DATA FOR THIS TASK
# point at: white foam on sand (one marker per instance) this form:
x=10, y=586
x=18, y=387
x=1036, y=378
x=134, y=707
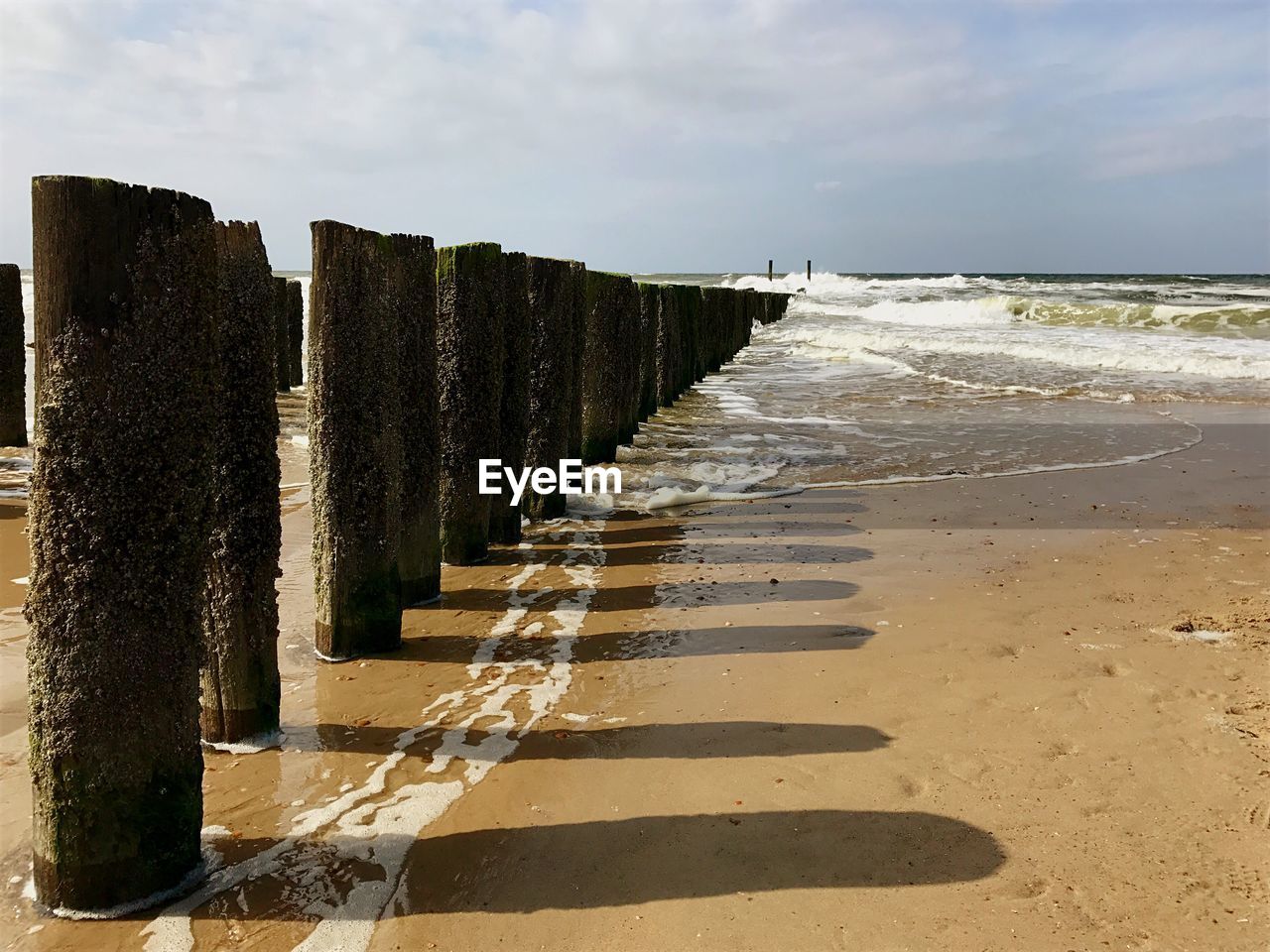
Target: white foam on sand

OBJECTIVE
Rewrite all the data above with "white foam on sand" switched to "sea foam on the beach" wherever it appears, keeping everything else the same. Leave the pictures out.

RESPONSE
# point at: sea foam on the beach (one marker per instance) this form:
x=10, y=586
x=18, y=387
x=1036, y=378
x=134, y=707
Target: sea foam on the beach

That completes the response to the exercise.